**** Page excerpt

Her area of expertise is “disturbance” ecology — the effects of fires, hurricanes, snowstorms, and land development on coastal ecosystems. Those systems contain powerful mechanisms for natural carbon capture, and their disturbance carries the threat of releasing previously stored carbon back into the atmosphere.
“My lab looks at the carbon uptake potential of these ecosystems and how it changes over time,” Malone said. “If we’re going to create new mitigation strategies, we have to account for changes to natural systems when they are disturbed.”
One avenue of research she intends to pursue at Yale is developing techniques to measure the methane emissions from natural ecosystems, an important factor in understanding global climate change since methane is a very potent greenhouse gas.
She also expects to be inspired by the ongoing work of her YCNCC colleagues, Malone said.
“I want to know how natural carbon sequestration is changing across all ecosystems,” she said.

********

▶ **Task to complete**
Repeat word for word the part of the passage on disturbance ecology starting with "One avenue of" and going on through "potent greenhouse gas.".

**** Provided data

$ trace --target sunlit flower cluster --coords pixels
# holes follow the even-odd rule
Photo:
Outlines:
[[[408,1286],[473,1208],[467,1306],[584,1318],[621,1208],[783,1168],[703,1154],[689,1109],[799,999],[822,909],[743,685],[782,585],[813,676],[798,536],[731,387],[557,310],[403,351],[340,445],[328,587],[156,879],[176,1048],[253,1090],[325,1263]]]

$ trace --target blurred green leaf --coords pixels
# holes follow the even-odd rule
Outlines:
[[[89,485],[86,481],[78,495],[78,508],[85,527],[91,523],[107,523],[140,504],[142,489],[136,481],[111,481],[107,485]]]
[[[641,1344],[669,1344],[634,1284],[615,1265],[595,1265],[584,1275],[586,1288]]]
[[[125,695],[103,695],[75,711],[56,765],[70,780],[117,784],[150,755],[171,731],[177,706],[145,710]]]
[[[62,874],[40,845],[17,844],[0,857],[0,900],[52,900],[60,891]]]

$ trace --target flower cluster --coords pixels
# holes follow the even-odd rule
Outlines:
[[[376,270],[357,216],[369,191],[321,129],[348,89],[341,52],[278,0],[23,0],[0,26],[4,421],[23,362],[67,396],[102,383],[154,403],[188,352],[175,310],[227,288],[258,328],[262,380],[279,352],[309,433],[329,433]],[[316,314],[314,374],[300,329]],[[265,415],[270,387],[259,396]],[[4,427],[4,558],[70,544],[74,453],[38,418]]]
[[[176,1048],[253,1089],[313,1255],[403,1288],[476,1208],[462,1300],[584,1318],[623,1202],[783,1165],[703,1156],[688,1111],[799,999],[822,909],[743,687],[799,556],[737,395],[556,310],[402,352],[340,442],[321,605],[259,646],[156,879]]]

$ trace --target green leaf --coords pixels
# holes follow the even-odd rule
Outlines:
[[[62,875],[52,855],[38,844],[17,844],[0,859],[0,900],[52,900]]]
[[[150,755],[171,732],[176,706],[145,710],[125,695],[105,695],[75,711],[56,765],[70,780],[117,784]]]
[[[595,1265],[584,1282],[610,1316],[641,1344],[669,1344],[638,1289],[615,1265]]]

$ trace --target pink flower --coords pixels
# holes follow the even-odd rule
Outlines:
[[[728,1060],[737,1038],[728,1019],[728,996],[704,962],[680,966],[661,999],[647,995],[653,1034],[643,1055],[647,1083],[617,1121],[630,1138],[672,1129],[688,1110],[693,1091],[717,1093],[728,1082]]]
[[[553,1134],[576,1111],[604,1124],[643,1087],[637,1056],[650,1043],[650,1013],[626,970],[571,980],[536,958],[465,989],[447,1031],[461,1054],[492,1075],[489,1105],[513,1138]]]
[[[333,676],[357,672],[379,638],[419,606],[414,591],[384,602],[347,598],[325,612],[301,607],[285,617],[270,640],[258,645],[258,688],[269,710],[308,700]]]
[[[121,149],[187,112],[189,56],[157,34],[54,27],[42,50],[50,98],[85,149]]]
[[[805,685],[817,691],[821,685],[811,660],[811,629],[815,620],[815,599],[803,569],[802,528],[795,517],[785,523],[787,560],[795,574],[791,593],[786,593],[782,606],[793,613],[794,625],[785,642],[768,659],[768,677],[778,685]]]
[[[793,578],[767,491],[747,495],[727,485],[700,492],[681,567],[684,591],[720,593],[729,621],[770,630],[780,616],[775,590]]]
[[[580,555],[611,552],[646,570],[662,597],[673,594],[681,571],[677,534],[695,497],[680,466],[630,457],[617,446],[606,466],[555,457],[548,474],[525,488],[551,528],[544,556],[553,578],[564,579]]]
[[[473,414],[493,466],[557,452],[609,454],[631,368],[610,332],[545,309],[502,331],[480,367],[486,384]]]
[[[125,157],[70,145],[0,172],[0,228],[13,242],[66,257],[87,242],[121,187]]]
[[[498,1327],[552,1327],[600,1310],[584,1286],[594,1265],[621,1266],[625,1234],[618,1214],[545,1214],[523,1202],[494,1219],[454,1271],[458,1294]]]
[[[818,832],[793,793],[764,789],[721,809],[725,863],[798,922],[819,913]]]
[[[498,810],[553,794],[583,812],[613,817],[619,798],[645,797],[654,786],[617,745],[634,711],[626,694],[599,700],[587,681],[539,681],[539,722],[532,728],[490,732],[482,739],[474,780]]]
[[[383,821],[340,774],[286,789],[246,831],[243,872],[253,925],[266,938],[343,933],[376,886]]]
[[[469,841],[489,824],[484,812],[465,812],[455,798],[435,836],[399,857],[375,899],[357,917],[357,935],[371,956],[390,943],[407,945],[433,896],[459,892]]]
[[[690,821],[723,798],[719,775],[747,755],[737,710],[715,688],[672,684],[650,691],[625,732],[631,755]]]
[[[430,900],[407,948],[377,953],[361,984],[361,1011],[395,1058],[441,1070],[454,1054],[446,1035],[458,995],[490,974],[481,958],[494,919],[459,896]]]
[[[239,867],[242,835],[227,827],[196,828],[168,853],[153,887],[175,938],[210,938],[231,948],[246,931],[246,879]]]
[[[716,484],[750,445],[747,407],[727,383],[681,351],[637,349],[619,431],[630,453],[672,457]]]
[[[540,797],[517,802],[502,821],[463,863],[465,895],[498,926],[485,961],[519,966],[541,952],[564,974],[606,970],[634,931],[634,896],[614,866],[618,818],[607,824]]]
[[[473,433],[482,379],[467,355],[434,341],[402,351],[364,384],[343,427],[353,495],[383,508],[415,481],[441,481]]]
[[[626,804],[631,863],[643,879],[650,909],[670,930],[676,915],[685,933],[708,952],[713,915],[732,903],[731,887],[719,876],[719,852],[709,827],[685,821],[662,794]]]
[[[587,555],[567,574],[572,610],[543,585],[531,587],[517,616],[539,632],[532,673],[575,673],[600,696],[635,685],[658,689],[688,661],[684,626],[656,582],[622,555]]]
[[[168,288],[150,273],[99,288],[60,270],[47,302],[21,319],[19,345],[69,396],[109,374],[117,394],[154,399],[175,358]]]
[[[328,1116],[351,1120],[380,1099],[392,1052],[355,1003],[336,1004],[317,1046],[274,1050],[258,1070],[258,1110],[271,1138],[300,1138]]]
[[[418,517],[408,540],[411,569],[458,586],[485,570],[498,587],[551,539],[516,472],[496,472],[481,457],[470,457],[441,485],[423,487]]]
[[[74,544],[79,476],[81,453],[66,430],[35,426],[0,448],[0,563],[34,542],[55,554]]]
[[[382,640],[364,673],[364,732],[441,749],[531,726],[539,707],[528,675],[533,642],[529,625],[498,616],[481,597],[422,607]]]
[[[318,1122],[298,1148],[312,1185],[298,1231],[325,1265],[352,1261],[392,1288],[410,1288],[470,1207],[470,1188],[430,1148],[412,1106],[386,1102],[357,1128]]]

********

▶ **Exercise answer**
One avenue of research she intends to pursue at Yale is developing techniques to measure the methane emissions from natural ecosystems, an important factor in understanding global climate change since methane is a very potent greenhouse gas.